**TRAVAIL DEMANDÉ:**
- a) D'après le texte sur les semences, quels acteurs verraient leurs droits restreints par le projet de règlement ? Donnez-les tous.
- b) Selon le texte sur les semences, pourquoi le groupe des Verts/ALE exige-t-il le retrait de la proposition de la Commission européenne ? Répondez en une à trois phrases.
- c) Prolongez le texte sur les semences à partir de sa dernière phrase.

Le groupe des Verts/ALE au Parlement européen réclame ainsi purement et simplement le retrait de la proposition de la Commission européenne. Selon ses eurodéputés, le projet de règlement soumis menace la biodiversité génétique et restreint les droits des agriculteurs, des jardiniers et des initiatives de conservation des variétés à échanger, voire à ressemer leurs propres semences.
"Le groupe des Verts au Parlement européen milite depuis des mois avec véhémence pour s'assurer qu'il sera rejeté. Après des discussions avec les députés des autres groupes politiques au Parlement, la tendance semble montrer que ce rejet sera soutenu, y compris par les groupes traditionnellement plus sensibles aux arguments des agroindustriels", estime Claude Turmes. Les Verts comptent par ailleurs assortir le rejet du texte d’une résolution invitant la Commission européenne à prendre en compte plusieurs revendications.

**DONNÉES À EXAMINER:**

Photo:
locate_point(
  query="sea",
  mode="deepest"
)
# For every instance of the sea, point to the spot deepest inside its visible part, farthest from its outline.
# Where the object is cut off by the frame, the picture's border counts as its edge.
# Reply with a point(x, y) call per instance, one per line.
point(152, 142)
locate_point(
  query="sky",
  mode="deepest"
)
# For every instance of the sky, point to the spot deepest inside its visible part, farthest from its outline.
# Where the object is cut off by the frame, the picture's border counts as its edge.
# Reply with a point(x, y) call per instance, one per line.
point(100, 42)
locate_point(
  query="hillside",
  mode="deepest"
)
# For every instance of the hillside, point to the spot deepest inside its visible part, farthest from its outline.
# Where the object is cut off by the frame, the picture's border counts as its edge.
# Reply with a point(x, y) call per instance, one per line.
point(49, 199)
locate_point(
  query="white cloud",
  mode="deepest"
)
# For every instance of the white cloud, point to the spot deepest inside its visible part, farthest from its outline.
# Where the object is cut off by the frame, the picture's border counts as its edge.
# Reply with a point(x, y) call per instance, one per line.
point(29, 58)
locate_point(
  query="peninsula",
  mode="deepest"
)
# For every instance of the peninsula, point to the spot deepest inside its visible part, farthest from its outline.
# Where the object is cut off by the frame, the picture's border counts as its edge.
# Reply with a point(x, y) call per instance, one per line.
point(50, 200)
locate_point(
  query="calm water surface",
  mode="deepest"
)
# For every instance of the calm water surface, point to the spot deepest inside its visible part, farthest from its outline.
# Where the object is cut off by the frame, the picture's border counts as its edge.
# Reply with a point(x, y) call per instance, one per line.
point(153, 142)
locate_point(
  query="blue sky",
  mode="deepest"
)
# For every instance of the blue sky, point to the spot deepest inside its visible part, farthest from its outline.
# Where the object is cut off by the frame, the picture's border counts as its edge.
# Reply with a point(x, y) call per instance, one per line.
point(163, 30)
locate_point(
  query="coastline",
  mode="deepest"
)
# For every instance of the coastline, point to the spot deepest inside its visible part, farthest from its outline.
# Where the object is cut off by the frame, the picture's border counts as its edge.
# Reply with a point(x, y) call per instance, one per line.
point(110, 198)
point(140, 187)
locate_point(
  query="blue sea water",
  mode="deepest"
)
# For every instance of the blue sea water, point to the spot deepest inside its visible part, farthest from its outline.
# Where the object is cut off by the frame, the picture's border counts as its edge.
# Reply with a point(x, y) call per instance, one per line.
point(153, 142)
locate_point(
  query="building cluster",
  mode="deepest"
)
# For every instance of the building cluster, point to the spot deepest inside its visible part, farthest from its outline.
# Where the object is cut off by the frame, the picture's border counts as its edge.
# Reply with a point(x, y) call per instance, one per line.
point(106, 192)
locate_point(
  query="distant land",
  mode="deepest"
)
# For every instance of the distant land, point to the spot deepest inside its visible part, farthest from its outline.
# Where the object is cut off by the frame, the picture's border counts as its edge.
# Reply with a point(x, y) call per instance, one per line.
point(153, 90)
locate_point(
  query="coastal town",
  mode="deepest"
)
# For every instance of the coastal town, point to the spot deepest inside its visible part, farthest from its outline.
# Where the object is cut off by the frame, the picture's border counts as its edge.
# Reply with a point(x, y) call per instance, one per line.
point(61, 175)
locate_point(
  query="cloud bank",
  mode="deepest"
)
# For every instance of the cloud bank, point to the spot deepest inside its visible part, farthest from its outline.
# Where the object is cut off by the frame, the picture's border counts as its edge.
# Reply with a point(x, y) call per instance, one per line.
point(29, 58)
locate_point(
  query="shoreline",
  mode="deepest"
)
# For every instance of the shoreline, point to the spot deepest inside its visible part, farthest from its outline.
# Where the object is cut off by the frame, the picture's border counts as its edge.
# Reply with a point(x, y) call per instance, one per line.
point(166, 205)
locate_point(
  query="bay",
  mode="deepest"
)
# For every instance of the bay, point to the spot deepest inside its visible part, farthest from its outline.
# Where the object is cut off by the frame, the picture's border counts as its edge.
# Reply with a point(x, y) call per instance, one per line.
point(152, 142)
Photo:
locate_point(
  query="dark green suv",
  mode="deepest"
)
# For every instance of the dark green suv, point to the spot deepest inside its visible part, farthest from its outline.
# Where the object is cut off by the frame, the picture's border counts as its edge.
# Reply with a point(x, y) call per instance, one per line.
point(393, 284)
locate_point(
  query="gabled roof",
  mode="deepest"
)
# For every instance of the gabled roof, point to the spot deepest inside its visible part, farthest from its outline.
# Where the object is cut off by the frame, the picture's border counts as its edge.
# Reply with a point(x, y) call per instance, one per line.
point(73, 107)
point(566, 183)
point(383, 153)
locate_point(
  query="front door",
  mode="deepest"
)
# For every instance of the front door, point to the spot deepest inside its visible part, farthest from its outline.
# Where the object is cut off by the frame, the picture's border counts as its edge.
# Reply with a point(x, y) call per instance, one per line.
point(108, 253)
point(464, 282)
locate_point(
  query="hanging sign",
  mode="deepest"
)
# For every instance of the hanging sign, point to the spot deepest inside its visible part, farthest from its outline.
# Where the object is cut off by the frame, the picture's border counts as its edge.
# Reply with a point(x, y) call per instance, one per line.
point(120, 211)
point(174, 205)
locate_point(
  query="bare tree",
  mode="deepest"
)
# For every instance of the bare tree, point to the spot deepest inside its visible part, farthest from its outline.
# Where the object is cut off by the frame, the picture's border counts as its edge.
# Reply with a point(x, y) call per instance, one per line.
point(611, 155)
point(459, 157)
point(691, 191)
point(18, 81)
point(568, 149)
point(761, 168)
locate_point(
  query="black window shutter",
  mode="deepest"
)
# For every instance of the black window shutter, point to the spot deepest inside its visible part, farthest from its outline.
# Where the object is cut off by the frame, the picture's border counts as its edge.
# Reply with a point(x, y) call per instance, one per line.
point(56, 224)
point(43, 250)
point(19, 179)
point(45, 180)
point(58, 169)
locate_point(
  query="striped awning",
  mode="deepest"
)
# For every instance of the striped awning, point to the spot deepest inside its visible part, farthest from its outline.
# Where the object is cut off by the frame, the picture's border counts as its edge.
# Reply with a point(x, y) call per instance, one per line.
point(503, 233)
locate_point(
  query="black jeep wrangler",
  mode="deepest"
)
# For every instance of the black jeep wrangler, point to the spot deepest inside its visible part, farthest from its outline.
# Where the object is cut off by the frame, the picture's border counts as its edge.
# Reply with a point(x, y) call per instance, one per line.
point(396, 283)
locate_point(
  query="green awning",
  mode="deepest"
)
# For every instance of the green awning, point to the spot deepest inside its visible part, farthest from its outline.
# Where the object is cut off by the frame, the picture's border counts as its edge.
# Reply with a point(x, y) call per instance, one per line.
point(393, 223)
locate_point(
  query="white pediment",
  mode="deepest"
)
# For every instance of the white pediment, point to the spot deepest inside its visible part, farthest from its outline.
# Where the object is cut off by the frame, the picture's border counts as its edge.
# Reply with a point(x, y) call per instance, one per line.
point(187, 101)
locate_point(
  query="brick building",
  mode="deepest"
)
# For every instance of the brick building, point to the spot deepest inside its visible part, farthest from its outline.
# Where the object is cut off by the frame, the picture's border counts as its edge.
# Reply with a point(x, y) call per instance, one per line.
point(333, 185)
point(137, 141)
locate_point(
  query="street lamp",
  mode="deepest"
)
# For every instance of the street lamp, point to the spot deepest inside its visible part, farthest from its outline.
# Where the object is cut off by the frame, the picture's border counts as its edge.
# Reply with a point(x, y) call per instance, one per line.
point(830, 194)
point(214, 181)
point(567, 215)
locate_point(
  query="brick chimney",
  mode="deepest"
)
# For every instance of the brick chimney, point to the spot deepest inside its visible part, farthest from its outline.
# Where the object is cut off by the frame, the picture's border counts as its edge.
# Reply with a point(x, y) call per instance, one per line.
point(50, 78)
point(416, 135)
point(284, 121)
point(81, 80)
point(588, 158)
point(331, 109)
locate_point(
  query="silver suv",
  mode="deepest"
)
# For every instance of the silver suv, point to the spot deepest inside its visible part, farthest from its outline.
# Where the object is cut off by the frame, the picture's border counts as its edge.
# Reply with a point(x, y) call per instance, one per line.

**CORRIGÉ:**
- a) Les agriculteurs, les jardiniers et les initiatives de conservation des variétés.

- b) Ses eurodéputés estiment que le projet de règlement menace la biodiversité génétique. Ils jugent aussi qu'il restreint le droit des agriculteurs, des jardiniers et des initiatives de conservation des variétés à échanger, voire à ressemer leurs propres semences.

- c)
Ils appellent notamment à la protection de l'agriculture biologique et des initiatives de conservation, en limitant le champ d'application du règlement à ceux qui produisent des graines en vue de les commercialiser. Pour les agriculteurs biologiques et les initiatives de conservation, des procédures d'autorisation et de certification simplifiées qui limiteraient la charge financière et administrative au minimum devraient être appliquées.
Les Verts appellent aussi à un régime dérogatoire sur l’application des critères de DUS pour les variétés locales qui ne répondent pas à ces critères en raison notamment de leur instabilité génétique. "Ces propriétés rendent les variétés adaptables aux conditions changeantes de l'environnement. Elles ne doivent pas seulement être disponibles dans les bases de données génétiques, mais aussi sur le marché", estiment les Verts
Les graines de fruits et légumes traditionnels devraient également bénéficier d’une exception abolissant les restrictions temporelles et géographiques pour qu'elles puissent être commercialisées partout, même si elles ne l’ont pas été avant la mise en œuvre de la réglementation.
Une plus grande flexibilité pour les États membres est également réclamée, notamment au travers d’une directive plutôt que d’un règlement. Ce dernier devant être traduit à la lettre, ne laisse aucune marge pour prendre en compte les particularités nationales et régionales.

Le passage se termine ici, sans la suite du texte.